-------- Available data --------

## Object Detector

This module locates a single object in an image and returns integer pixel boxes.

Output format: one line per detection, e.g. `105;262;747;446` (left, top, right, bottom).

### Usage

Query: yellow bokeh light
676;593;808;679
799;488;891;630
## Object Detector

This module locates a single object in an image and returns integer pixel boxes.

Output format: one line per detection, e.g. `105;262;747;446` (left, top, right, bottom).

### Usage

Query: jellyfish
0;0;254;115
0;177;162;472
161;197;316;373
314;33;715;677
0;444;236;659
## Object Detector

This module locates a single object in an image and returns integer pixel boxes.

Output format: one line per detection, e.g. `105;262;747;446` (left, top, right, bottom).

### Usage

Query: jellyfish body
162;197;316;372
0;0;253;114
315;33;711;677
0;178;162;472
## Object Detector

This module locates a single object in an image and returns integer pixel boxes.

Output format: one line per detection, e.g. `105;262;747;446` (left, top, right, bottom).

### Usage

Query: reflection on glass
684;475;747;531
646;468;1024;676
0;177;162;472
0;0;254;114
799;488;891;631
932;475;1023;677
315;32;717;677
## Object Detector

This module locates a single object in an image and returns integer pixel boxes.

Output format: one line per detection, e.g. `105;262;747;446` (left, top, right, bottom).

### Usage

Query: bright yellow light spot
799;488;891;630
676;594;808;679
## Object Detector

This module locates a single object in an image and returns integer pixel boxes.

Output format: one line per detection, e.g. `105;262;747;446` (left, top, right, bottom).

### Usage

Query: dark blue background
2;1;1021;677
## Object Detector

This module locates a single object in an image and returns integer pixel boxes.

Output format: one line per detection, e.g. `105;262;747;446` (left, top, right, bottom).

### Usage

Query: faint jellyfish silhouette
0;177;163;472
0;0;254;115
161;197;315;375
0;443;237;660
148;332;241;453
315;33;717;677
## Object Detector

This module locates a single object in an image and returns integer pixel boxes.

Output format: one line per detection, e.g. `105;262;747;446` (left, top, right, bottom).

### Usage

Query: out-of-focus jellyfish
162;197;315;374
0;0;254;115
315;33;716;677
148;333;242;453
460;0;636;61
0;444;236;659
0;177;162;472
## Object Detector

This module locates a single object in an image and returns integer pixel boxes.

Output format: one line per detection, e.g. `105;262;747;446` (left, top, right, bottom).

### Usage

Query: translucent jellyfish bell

--------

Every line of the material needs to be returned exactly.

## Object Detector

This module locates a single object in an image and returns integer pixel boxes.

Output format: one line per detection, e.g. `105;262;747;446` (left, top, right, bottom).

### Usage

Query: yellow bokeh light
676;593;808;679
799;488;891;630
## Object Detector

This module locates a single object in an image and returns integer pixel boxes.

Output format: one line per detection, e.g. `105;262;747;446` (left, top, right, bottom).

### Usage

Query: jellyfish
0;0;254;115
0;177;162;472
161;197;316;373
314;33;715;677
0;444;236;659
## Object Detector

This module locates a single object in an image and returns integer pixel boxes.

Output format: one line per detection, e.g. `105;262;747;446` (left, top, right, bottom).

### Usage

Query: jellyfish body
162;197;316;372
0;0;253;114
315;33;711;677
0;178;162;472
## Object Detector

This module locates a single object in an image and returns integer pixel boxes.

Output format: one line per detection, e.g. `105;262;747;446` (left, top, right, bottom).

### Usage

Query: reflection on glass
684;475;747;531
646;468;1024;676
0;177;162;472
0;0;254;114
799;488;891;631
932;475;1023;677
315;32;717;677
## Object Detector

This module locates a single object in an image and returns integer pixel boxes.

Output format: one line per detection, e.g. `105;262;747;446` (left, top, right, bottom).

### Usage

Query: bright yellow light spot
799;488;891;630
676;594;808;679
## Object Detector

This module locates a single object in an image and returns integer pixel boxes.

Output format: one line per detection, e.g. `105;262;747;446` (left, top, right, bottom).

### Usage

Query: dark blue background
2;1;1021;677
## Object Detector

This module locates a single object in an image and returns integer pixel boxes.

Output format: one line per detection, e.g. `105;262;747;446` (left, top, right, bottom).

### Usage

Query: faint jellyfish silhouette
0;177;163;472
0;0;254;115
161;197;315;375
0;443;237;660
148;332;241;453
315;33;717;677
## Object Detector

This module locates a single object in an image and returns integer pixel boxes.

Output format: one line per detection, e.g. `105;262;747;446` (left, top, right, bottom).

### Usage

Query: out-of-focus jellyfish
162;197;315;374
0;0;254;115
315;33;716;677
148;333;242;453
460;0;636;61
0;444;236;659
0;177;162;472
## Object Detector

This module locates a single object in an image and returns integer pixel boxes.

Output format: one line per detection, e.g. `105;262;747;446` (left, top, right, bottom).

### Usage

Query: translucent jellyfish bell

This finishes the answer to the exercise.